# GOAL OF THE EXERCISE
Retype every one of the following rows exactly, omitting the pictures from your answer.

Top of INFORMATION GIVEN

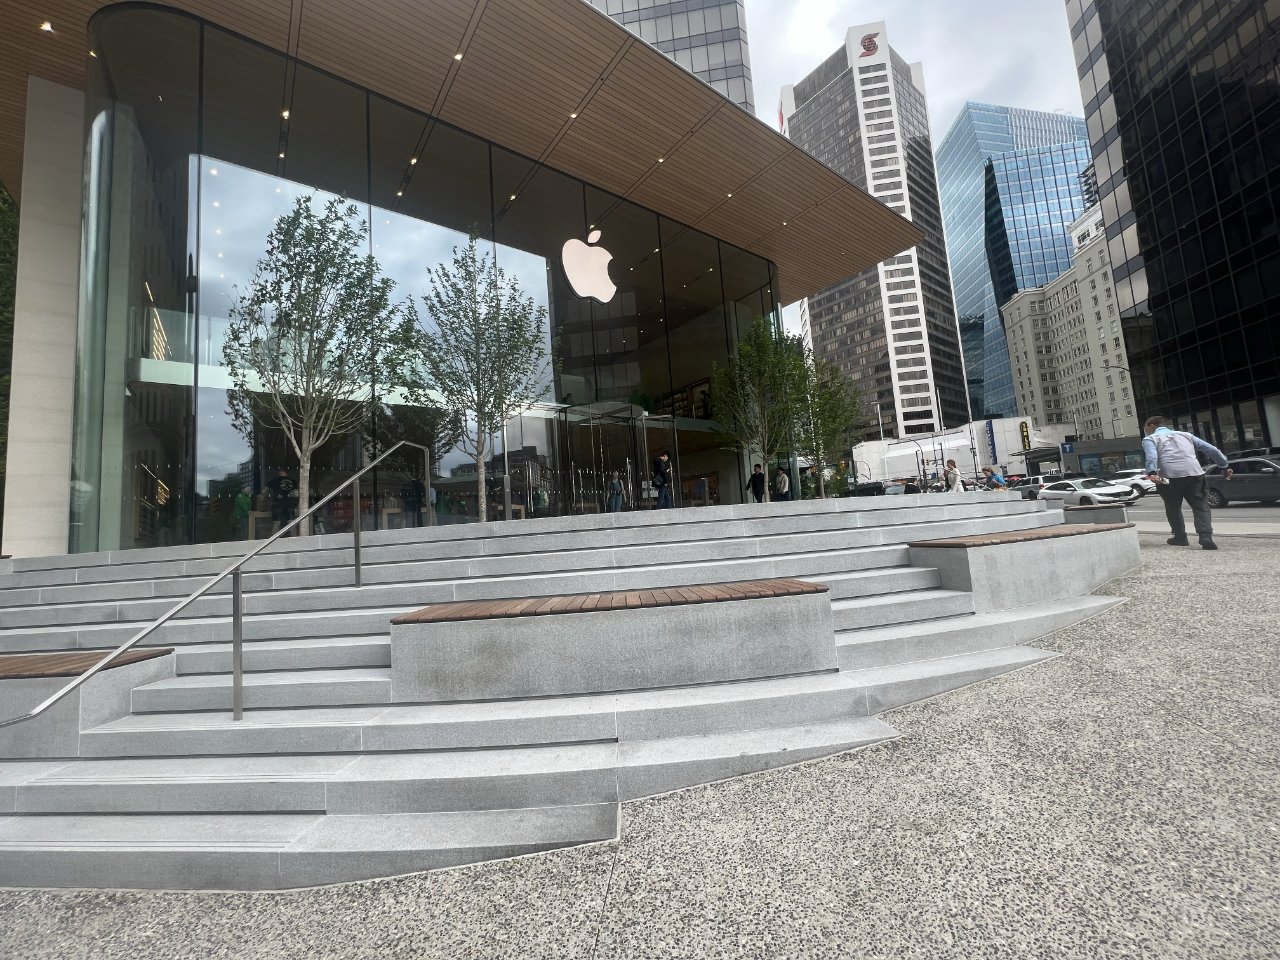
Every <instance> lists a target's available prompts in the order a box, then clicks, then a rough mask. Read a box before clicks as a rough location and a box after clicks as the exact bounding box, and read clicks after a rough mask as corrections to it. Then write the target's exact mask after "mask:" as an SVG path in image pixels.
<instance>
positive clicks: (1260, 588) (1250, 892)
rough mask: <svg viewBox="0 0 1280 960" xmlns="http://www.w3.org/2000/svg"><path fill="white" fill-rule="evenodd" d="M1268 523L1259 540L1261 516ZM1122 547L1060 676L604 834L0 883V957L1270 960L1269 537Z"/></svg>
mask: <svg viewBox="0 0 1280 960" xmlns="http://www.w3.org/2000/svg"><path fill="white" fill-rule="evenodd" d="M1268 529H1270V527H1268ZM1142 540H1143V559H1144V562H1143V566H1142V570H1140V571H1138V572H1135V573H1134V575H1133V576H1129V577H1125V579H1123V580H1120V581H1115V582H1112V584H1111V585H1108V586H1107V588H1105V589H1103V591H1105V593H1115V594H1117V595H1123V596H1128V598H1132V599H1130V600H1129V603H1126V604H1124V605H1120V607H1117V608H1114V609H1111V611H1110V612H1107V613H1105V614H1102V616H1101V617H1098V618H1096V620H1093V621H1089V622H1085V623H1082V625H1079V626H1076V627H1073V628H1070V630H1068V631H1064V632H1061V634H1057V635H1055V636H1052V637H1048V639H1046V640H1043V641H1041V645H1042V646H1046V648H1051V649H1053V650H1056V652H1060V653H1061V654H1062V655H1061V657H1060V658H1059V659H1055V660H1051V662H1048V663H1044V664H1041V666H1037V667H1033V668H1029V669H1024V671H1020V672H1016V673H1011V675H1006V676H1004V677H998V678H996V680H992V681H988V682H984V684H979V685H977V686H972V687H966V689H964V690H960V691H956V692H952V694H947V695H943V696H938V698H936V699H933V700H929V701H927V703H922V704H916V705H914V707H909V708H904V709H900V710H896V712H892V713H890V714H887V716H886V719H888V721H890V722H891V723H892V724H893V726H895V727H897V728H899V730H900V731H901V732H902V737H901V739H899V740H896V741H892V742H890V744H884V745H881V746H876V748H870V749H867V750H863V751H858V753H852V754H846V755H840V756H833V758H829V759H824V760H818V762H813V763H806V764H801V765H797V767H792V768H788V769H783V771H776V772H771V773H763V774H758V776H753V777H746V778H741V780H737V781H731V782H726V783H718V785H712V786H707V787H699V788H694V790H687V791H682V792H677V794H673V795H668V796H662V797H657V799H650V800H643V801H637V803H631V804H627V805H625V806H623V835H622V841H621V844H616V845H614V844H604V845H598V846H591V847H580V849H573V850H562V851H557V852H552V854H548V855H539V856H531V858H526V859H521V860H513V861H506V863H495V864H485V865H479V867H471V868H466V869H458V870H452V872H445V873H436V874H425V876H415V877H404V878H399V879H390V881H376V882H370V883H358V884H348V886H339V887H329V888H317V890H307V891H298V892H289V893H252V895H250V893H164V892H160V893H156V892H68V891H51V892H44V891H0V956H3V957H5V959H6V960H8V959H10V957H12V959H13V960H19V959H22V960H26V959H35V957H41V959H44V957H58V959H59V960H72V959H73V957H93V959H95V960H108V959H109V957H128V959H129V960H143V959H147V957H193V959H196V957H198V959H200V960H212V959H214V957H237V959H248V957H264V959H265V957H271V959H273V960H275V959H278V957H353V959H355V957H549V959H550V957H554V959H557V960H562V959H567V957H600V959H602V960H603V959H604V957H636V959H641V957H644V959H657V957H780V959H781V957H788V959H790V957H920V959H922V960H925V959H928V960H941V959H943V957H965V959H966V960H968V959H973V957H1018V959H1024V957H1053V959H1055V960H1068V959H1073V957H1080V959H1082V960H1083V959H1084V957H1089V959H1091V960H1098V959H1103V957H1160V959H1161V960H1178V959H1180V957H1187V959H1188V960H1190V959H1196V960H1206V959H1208V957H1212V959H1215V960H1228V959H1235V957H1242V959H1243V957H1254V959H1257V960H1262V959H1263V957H1276V956H1277V947H1276V945H1277V943H1280V869H1277V864H1280V778H1277V774H1276V771H1277V769H1280V746H1277V742H1276V730H1280V703H1277V698H1276V694H1277V687H1280V682H1277V681H1280V648H1277V643H1276V636H1277V625H1280V566H1277V563H1276V558H1277V550H1280V538H1275V536H1267V535H1258V534H1254V535H1252V536H1230V535H1221V536H1220V543H1221V550H1219V552H1217V553H1216V554H1207V553H1203V552H1201V550H1198V549H1193V548H1192V549H1188V548H1170V547H1166V545H1165V544H1164V535H1157V534H1148V535H1144V536H1143V538H1142Z"/></svg>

Bottom of INFORMATION GIVEN

# RESULT FOR THIS EXERCISE
Every <instance> lists a target's available prompts in the order a box, then clicks, then a rough mask. Read a box before clicks as a rough location and a box after clicks as the exact bounding box, and read clicks after a rough mask as corrections to it. Then write the target's exact mask after "mask:" as an SVG path in image pixels.
<instance>
positive clicks: (1260, 588) (1250, 892)
rough mask: <svg viewBox="0 0 1280 960" xmlns="http://www.w3.org/2000/svg"><path fill="white" fill-rule="evenodd" d="M1268 523L1259 540L1261 516ZM1122 547L1060 676L604 834L0 883V957L1270 960L1269 537Z"/></svg>
mask: <svg viewBox="0 0 1280 960" xmlns="http://www.w3.org/2000/svg"><path fill="white" fill-rule="evenodd" d="M1268 529H1270V527H1268ZM1142 540H1143V559H1144V562H1143V566H1142V570H1140V571H1138V572H1135V573H1134V575H1133V576H1129V577H1125V579H1123V580H1120V581H1115V582H1112V584H1111V585H1108V586H1107V588H1105V589H1103V591H1105V593H1115V594H1117V595H1123V596H1128V598H1132V599H1130V600H1129V603H1126V604H1124V605H1120V607H1117V608H1114V609H1111V611H1110V612H1107V613H1105V614H1102V616H1101V617H1098V618H1096V620H1093V621H1089V622H1085V623H1082V625H1079V626H1076V627H1073V628H1070V630H1068V631H1064V632H1061V634H1057V635H1055V636H1052V637H1048V639H1046V640H1043V641H1041V645H1042V646H1046V648H1051V649H1053V650H1056V652H1060V653H1061V654H1062V655H1061V657H1060V658H1059V659H1055V660H1051V662H1048V663H1044V664H1041V666H1037V667H1033V668H1029V669H1024V671H1020V672H1016V673H1011V675H1006V676H1004V677H998V678H996V680H992V681H988V682H984V684H979V685H977V686H972V687H966V689H964V690H960V691H956V692H952V694H947V695H943V696H938V698H936V699H933V700H929V701H927V703H922V704H916V705H914V707H909V708H904V709H900V710H896V712H892V713H890V714H887V716H886V719H888V721H890V722H891V723H892V724H893V726H895V727H897V728H899V730H900V731H901V732H902V737H901V739H899V740H896V741H892V742H890V744H884V745H881V746H876V748H870V749H867V750H863V751H858V753H852V754H846V755H840V756H833V758H829V759H824V760H818V762H813V763H806V764H801V765H797V767H792V768H788V769H783V771H776V772H771V773H763V774H758V776H753V777H746V778H741V780H737V781H731V782H726V783H718V785H712V786H707V787H699V788H694V790H687V791H682V792H677V794H673V795H668V796H662V797H657V799H650V800H643V801H637V803H631V804H627V805H625V806H623V835H622V841H621V844H616V845H614V844H604V845H598V846H591V847H580V849H573V850H562V851H557V852H552V854H548V855H539V856H531V858H526V859H521V860H513V861H506V863H495V864H485V865H479V867H471V868H466V869H458V870H452V872H445V873H436V874H425V876H415V877H404V878H399V879H390V881H376V882H370V883H358V884H348V886H339V887H329V888H317V890H307V891H298V892H289V893H252V895H250V893H164V892H160V893H156V892H68V891H51V892H44V891H0V956H3V957H5V959H6V960H8V959H10V957H12V959H13V960H19V959H22V960H26V959H35V957H41V959H44V957H58V959H59V960H72V959H73V957H93V959H95V960H108V959H109V957H128V959H129V960H143V959H147V957H193V959H196V957H198V959H200V960H212V959H214V957H237V959H248V957H264V959H265V957H271V959H273V960H275V959H278V957H353V959H355V957H549V959H550V957H554V959H557V960H562V959H567V957H600V959H602V960H603V959H604V957H636V959H641V957H644V959H657V957H780V959H781V957H788V959H790V957H920V959H922V960H925V959H928V960H941V959H943V957H965V959H966V960H968V959H973V957H1018V959H1024V957H1053V959H1055V960H1068V959H1073V957H1080V959H1082V960H1083V959H1084V957H1089V959H1091V960H1098V959H1103V957H1160V959H1161V960H1178V959H1180V957H1187V959H1188V960H1190V959H1196V960H1206V959H1208V957H1212V959H1215V960H1228V959H1235V957H1242V959H1243V957H1254V959H1257V960H1262V959H1263V957H1276V956H1277V947H1276V945H1277V943H1280V869H1277V864H1280V778H1277V774H1276V771H1277V769H1280V746H1277V742H1276V730H1280V703H1277V698H1276V694H1277V687H1280V682H1277V681H1280V648H1277V643H1276V636H1277V625H1280V566H1277V563H1276V558H1277V550H1280V538H1275V536H1267V535H1258V534H1254V535H1252V536H1230V535H1221V536H1220V543H1221V550H1219V552H1217V553H1216V554H1207V553H1203V552H1201V550H1198V549H1193V548H1192V549H1188V548H1170V547H1166V545H1165V544H1164V535H1157V534H1148V535H1144V536H1143V538H1142Z"/></svg>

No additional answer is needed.